__Exercise prompt__: Transcribe the lines of the material below, from the line with "of the white" to the line with "[(218, 207)]", including both of those lines.

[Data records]
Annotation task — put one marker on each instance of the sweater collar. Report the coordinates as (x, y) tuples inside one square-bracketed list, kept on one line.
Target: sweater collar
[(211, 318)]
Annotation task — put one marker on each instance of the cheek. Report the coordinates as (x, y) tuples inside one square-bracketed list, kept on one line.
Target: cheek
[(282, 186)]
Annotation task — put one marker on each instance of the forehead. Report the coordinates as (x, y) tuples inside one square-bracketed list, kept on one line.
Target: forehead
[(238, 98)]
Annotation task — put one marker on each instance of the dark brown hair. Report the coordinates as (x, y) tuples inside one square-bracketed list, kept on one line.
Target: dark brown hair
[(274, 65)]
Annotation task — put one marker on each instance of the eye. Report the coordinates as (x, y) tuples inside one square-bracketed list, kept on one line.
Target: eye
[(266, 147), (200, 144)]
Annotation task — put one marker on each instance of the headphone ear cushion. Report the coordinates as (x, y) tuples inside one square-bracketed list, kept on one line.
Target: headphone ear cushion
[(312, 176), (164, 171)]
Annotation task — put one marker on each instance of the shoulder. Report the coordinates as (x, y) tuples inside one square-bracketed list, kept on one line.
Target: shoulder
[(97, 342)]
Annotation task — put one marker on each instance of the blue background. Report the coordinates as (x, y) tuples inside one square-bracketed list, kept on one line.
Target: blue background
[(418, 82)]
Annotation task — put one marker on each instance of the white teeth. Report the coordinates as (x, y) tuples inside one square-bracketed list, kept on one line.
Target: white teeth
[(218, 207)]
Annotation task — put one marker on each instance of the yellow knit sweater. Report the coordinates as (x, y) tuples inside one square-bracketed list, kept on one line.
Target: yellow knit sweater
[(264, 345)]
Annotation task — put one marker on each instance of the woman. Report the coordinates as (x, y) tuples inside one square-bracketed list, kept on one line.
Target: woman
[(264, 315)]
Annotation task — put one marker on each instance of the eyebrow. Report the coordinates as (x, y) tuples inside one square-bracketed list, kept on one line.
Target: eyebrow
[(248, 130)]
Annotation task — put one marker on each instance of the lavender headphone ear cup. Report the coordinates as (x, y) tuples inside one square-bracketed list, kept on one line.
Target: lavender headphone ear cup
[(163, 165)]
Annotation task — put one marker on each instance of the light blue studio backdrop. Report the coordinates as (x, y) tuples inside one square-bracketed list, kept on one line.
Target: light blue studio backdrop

__Correct output__:
Annotation task — put one marker on each instance of the white teeth. Report the coordinates as (x, y) tuples inside one square-bracketed list, kept on one line.
Target: white teeth
[(218, 207)]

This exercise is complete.